### PROBLEM STATEMENT:
Quote the rows below word for word, from the line with "notation: point(12, 470)." up to and including the line with "point(173, 539)".

### PROVIDED ENTRIES ###

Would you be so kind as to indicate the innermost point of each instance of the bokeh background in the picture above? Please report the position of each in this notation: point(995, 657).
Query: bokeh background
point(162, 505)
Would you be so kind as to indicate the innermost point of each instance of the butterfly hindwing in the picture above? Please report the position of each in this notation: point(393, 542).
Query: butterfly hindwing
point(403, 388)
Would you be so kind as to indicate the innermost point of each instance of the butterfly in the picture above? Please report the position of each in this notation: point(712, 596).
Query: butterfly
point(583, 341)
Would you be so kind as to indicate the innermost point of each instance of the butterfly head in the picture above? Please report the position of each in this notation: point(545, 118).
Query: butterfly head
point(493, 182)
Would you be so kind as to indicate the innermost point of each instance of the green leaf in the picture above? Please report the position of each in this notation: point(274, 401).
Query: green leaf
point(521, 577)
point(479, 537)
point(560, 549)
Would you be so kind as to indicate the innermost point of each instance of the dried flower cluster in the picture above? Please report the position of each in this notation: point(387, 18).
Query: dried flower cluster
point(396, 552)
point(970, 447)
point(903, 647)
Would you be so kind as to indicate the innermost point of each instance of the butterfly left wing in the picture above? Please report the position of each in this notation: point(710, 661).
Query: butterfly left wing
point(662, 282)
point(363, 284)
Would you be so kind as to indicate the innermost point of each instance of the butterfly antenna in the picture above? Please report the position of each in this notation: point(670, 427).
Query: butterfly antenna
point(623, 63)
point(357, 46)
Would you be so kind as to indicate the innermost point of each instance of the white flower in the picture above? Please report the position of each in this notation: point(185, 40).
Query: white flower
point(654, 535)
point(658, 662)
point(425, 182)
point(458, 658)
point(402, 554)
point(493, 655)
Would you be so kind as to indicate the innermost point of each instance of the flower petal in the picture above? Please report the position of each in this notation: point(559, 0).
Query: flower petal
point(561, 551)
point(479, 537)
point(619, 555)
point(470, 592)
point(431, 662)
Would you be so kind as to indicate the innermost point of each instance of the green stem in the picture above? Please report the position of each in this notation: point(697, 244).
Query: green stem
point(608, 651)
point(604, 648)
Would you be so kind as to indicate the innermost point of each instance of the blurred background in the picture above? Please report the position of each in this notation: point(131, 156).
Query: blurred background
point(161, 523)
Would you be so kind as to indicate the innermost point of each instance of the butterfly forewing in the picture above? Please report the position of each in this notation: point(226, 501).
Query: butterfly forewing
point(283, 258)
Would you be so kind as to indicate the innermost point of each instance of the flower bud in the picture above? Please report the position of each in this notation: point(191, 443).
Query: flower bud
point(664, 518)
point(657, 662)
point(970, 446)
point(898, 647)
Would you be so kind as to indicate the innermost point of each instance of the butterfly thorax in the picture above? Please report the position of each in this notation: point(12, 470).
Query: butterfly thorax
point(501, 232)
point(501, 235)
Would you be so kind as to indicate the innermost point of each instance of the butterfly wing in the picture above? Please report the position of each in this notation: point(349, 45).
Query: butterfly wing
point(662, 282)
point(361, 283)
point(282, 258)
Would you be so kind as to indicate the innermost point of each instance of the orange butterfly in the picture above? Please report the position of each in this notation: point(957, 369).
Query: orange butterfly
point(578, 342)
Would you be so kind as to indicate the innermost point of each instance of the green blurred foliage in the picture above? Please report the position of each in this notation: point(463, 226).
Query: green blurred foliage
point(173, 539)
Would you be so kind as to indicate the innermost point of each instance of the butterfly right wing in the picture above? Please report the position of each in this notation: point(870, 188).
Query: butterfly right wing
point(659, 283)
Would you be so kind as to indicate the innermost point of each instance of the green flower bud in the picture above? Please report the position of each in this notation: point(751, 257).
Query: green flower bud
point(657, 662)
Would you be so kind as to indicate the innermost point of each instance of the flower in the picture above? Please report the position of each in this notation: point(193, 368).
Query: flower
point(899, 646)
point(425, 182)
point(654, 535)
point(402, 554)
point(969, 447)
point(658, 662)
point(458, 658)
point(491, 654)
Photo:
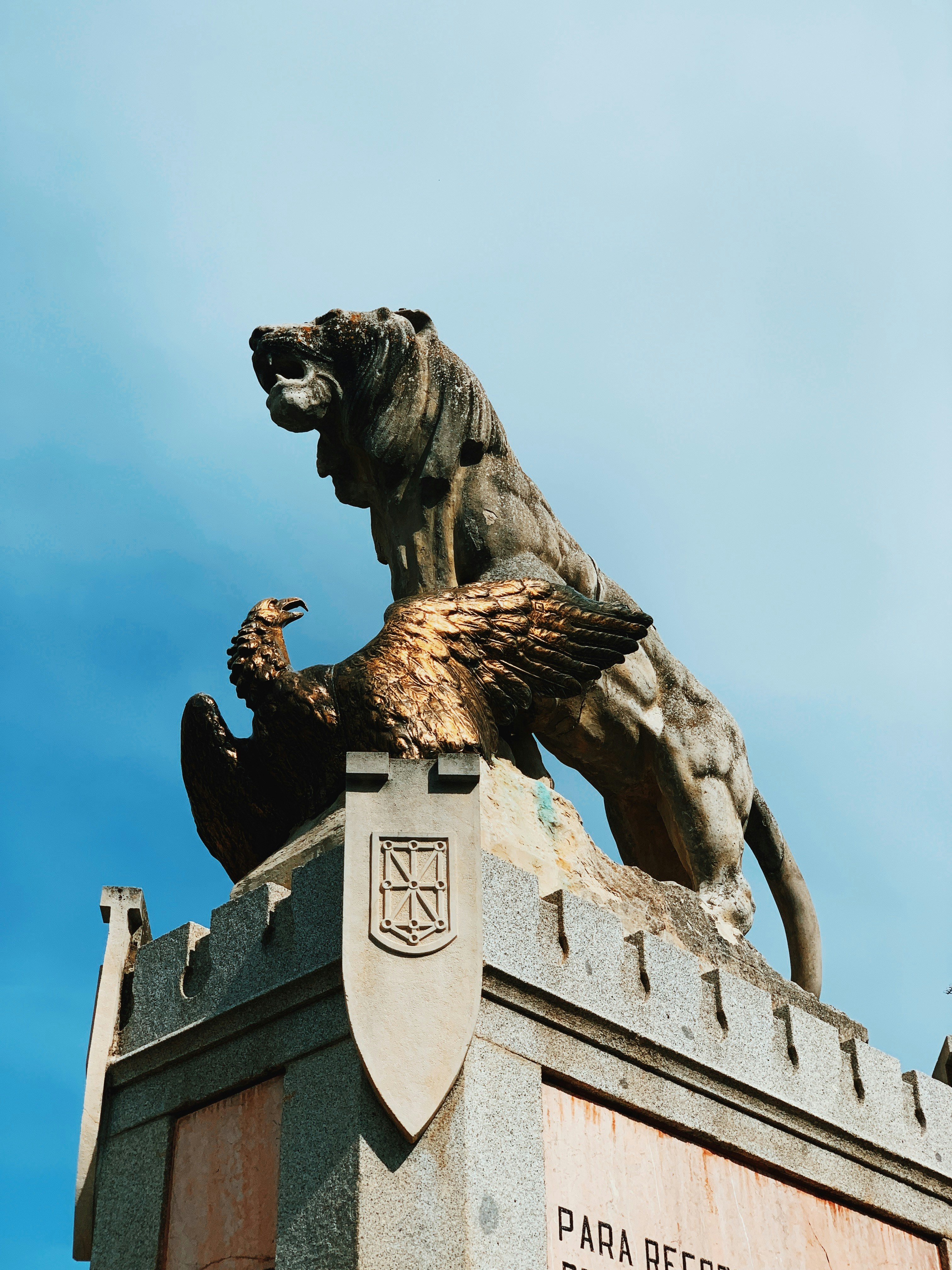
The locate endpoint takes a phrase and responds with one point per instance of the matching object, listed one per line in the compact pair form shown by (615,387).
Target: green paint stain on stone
(545,807)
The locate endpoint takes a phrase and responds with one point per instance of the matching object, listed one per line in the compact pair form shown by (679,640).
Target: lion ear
(418,319)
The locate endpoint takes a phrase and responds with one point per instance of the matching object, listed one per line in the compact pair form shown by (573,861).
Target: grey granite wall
(632,1020)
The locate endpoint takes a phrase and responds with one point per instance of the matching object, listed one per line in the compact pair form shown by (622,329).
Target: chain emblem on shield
(411,893)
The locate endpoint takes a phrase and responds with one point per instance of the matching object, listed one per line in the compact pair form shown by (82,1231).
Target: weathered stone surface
(412,954)
(537,830)
(569,996)
(408,430)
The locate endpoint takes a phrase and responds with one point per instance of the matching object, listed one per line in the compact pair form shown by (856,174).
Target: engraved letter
(625,1251)
(587,1234)
(602,1241)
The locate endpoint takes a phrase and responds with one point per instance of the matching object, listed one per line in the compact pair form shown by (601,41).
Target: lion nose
(258,336)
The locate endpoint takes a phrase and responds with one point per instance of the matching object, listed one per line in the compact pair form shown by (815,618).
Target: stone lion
(408,431)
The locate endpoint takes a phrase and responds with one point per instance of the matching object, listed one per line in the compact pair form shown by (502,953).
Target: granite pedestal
(572,1008)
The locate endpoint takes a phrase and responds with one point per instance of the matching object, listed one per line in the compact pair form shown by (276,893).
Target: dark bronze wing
(447,671)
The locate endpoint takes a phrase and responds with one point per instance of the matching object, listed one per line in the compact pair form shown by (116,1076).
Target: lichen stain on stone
(545,807)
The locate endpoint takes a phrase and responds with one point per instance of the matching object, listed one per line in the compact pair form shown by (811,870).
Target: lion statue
(408,431)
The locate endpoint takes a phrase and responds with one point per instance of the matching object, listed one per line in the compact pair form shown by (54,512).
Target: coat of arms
(413,925)
(411,893)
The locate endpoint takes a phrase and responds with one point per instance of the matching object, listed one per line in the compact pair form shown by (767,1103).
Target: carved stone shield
(411,893)
(413,926)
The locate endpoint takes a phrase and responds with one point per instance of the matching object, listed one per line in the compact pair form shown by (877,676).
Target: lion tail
(786,882)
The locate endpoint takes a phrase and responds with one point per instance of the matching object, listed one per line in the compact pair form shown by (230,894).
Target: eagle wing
(447,671)
(235,812)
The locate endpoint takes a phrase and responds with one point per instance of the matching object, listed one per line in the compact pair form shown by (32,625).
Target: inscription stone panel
(622,1193)
(224,1196)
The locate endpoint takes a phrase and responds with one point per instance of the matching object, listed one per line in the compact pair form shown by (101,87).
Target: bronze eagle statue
(450,672)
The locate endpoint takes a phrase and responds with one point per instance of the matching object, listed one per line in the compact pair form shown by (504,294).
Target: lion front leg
(706,785)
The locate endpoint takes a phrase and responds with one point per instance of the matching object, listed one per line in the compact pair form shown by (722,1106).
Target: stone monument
(434,1025)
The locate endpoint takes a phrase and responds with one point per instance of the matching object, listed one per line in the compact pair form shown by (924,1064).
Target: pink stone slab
(224,1196)
(622,1193)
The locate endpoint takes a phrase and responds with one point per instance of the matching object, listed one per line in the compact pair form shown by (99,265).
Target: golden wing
(449,670)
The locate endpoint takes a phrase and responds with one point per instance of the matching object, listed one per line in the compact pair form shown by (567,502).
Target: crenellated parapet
(574,954)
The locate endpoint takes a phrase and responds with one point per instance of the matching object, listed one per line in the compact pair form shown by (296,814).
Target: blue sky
(699,257)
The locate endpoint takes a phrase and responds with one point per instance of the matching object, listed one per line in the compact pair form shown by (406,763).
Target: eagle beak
(289,606)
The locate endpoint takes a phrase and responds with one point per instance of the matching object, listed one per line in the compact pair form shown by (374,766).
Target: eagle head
(277,613)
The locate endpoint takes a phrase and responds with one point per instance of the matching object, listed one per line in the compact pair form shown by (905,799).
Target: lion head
(390,401)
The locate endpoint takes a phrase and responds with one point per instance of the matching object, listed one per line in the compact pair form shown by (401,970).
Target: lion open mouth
(284,365)
(299,390)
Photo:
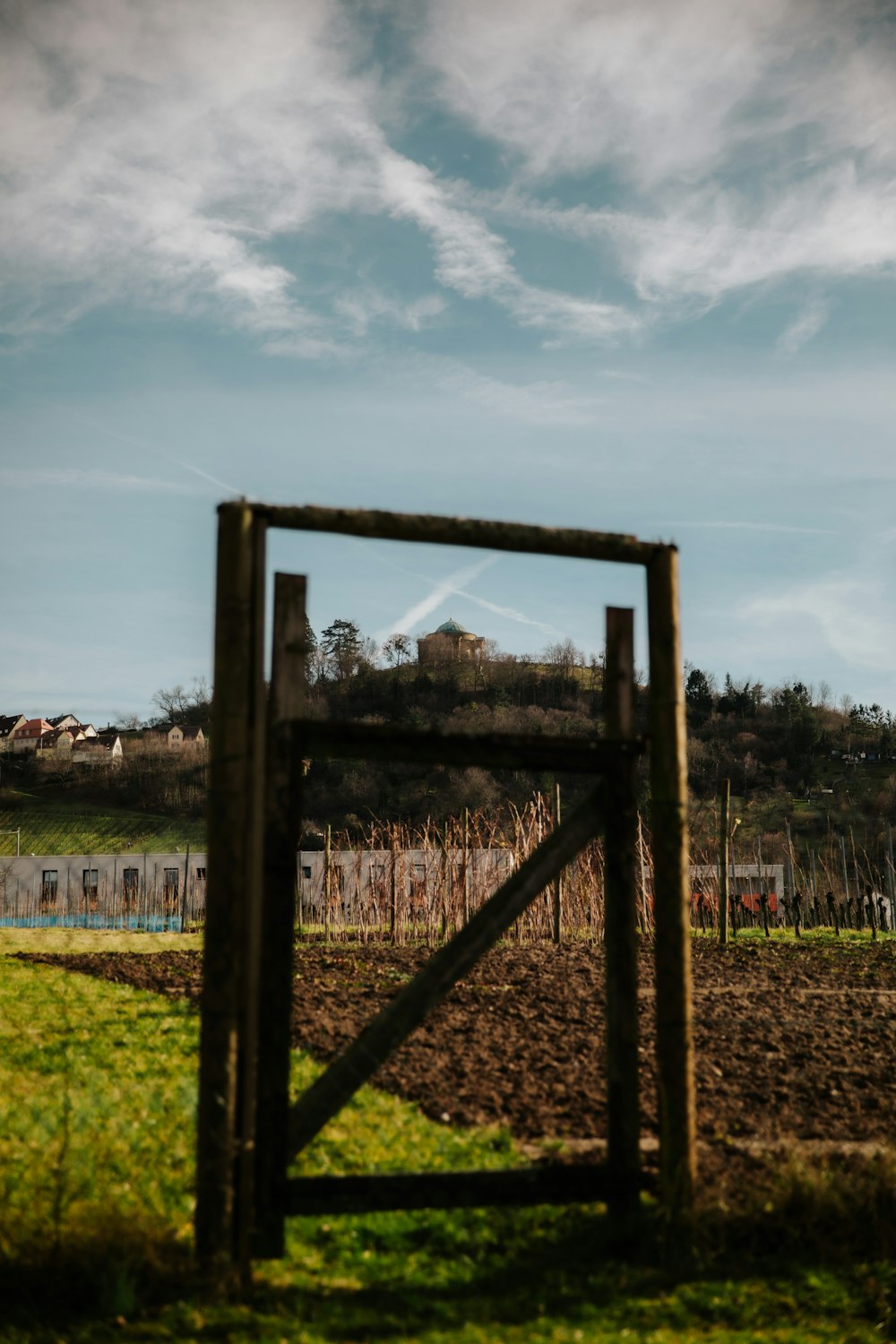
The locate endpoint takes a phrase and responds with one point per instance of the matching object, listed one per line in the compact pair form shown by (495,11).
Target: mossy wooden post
(624,1117)
(230,961)
(556,910)
(282,833)
(724,835)
(392,884)
(466,866)
(328,879)
(669,825)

###

### CORRECT OUTPUT:
Would you be so kind as to indicate the innermost point of each instance of the butterfly thorax in the picture above? Please report the position of each in this notation: point(12, 470).
Query: butterfly thorax
point(501, 232)
point(501, 235)
Would you be so kind as to indicate the innermost point of each instance of the butterfly wing in the picture above? Please report the position of each in this notation: point(349, 45).
Query: butterfly wing
point(662, 282)
point(361, 283)
point(282, 258)
Would you be so kind as to indicate the innermost point of each instance of the orange butterfly in the picture above? Please report the position of each in this notation: point(957, 369).
Query: orange butterfly
point(578, 342)
Would you be so kind as to indicate the innermost point of each instance of the green blurred foliage in the picture above? Please report the position of each in this notation: point(463, 226).
Query: green blurred foliage
point(173, 539)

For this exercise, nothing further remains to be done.